__Work to be completed__: Only the pictures are to be left out; set down the rest of the records exactly.

__Stored dataset items__:
--- START ---
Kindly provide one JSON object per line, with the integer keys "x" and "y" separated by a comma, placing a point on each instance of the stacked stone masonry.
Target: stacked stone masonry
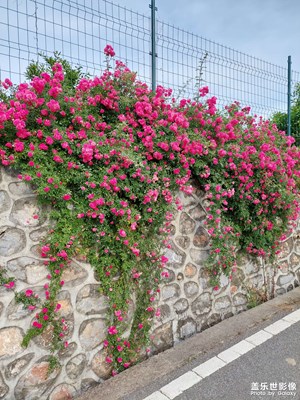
{"x": 187, "y": 302}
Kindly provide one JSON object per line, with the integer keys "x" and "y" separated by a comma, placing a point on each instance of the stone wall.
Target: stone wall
{"x": 188, "y": 305}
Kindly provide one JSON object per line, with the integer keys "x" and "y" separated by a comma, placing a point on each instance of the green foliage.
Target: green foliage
{"x": 280, "y": 118}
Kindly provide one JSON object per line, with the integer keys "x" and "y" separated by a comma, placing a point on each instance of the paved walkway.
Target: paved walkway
{"x": 254, "y": 355}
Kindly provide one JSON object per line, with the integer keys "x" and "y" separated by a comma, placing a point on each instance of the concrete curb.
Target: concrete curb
{"x": 159, "y": 366}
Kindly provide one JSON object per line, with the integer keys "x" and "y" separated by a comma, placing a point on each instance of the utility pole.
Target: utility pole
{"x": 289, "y": 94}
{"x": 153, "y": 44}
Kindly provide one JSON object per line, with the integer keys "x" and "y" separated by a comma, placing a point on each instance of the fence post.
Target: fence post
{"x": 153, "y": 45}
{"x": 289, "y": 94}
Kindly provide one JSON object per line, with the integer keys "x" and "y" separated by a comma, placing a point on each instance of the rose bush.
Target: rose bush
{"x": 109, "y": 156}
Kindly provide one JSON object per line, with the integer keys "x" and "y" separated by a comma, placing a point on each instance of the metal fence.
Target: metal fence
{"x": 80, "y": 29}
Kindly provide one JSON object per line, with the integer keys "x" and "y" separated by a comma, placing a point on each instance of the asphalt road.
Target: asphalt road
{"x": 270, "y": 371}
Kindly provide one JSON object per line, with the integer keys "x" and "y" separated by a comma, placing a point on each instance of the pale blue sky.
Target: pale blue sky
{"x": 267, "y": 29}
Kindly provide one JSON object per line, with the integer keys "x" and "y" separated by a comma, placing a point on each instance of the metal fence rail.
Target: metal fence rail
{"x": 80, "y": 29}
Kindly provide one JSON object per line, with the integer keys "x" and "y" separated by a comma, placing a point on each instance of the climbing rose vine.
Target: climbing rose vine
{"x": 109, "y": 156}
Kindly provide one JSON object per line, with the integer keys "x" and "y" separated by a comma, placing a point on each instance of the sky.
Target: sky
{"x": 267, "y": 29}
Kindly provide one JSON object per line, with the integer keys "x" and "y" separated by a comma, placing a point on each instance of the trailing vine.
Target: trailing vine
{"x": 109, "y": 156}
--- END ---
__Exercise response__:
Kindly provide one JSON object per line, with the integer keys "x" and "y" separated by a comma, placing a point on each instance of the stacked stone masonry.
Target: stacked stone masonry
{"x": 187, "y": 302}
Kindly provide one JSON object per line, with the integer keys "x" and "y" separated by a comma, placing a point on each instance of the stone wall.
Target: stone wall
{"x": 188, "y": 305}
Kindly provide one JSON object per line, with the integer keys "x" and "y" separated by a comma, placing a point on each instance of the green foliage.
Target: green foliage
{"x": 280, "y": 118}
Kindly provide one JSON object per line, with the integer keys "x" and "y" separated by a comma, placing a point on each instance of the paved walkway.
Target: paved walkway
{"x": 254, "y": 355}
Kindly provide one JSON object per line, with the integer keys "x" and "y" separated by a comma, placing a point on each instance of the concrete curb.
Target: concrete curb
{"x": 159, "y": 366}
Kindly provide one JSON object per line, with the integer keys "x" and "y" separated by a comma, placing a point on each instance of the utility pole.
Target: utility pole
{"x": 289, "y": 94}
{"x": 153, "y": 44}
Kindly provide one JSON object per line, with the integer keys "x" and "y" separated by a comma, placing a point on each instance of the fence post.
Target: fence post
{"x": 153, "y": 45}
{"x": 289, "y": 94}
Kindly provide one JSON object per line, with the integer keys "x" and "y" separated by a comma, placing a point on each instance of the rose bush.
Target: rose bush
{"x": 109, "y": 156}
Kindly provide one JSON object per line, with the integer keys "x" and "y" separated by a comma, placing a point on each instance of the metal fence.
Target: metal fence
{"x": 80, "y": 29}
Kindly provide one JSON object per line, with the integer keys "x" and "y" separated by a comma, placing a point on each instance of the asphalt road.
Target: asphalt road
{"x": 270, "y": 371}
Kindly provide one JSON object per line, with the integer keys "x" and "y" separated by a comma, placing a point on each instance of the pale blue sky.
Target: pale blue sky
{"x": 267, "y": 29}
Kindly provide one JSON object per line, with the integer keys "x" and "y" separated by a comma, placing a point on each instance of the metal fence rail.
Target: metal fence rail
{"x": 80, "y": 29}
Kindly provide one JSON object per line, with the integer keys "x" and "y" separated by a comma, placing a point on each instance of the climbing rose vine.
Target: climbing rose vine
{"x": 109, "y": 156}
Kindly provide one JSON object per line, with the integer keys "x" and "y" separated by a comma, placing a point on each instance of the sky.
Target: sky
{"x": 267, "y": 29}
Kindly provide one JSON object per line, with the integer keys "x" and "y" separated by a comma, placing a point on each instance of the trailing vine.
Target: trailing vine
{"x": 109, "y": 156}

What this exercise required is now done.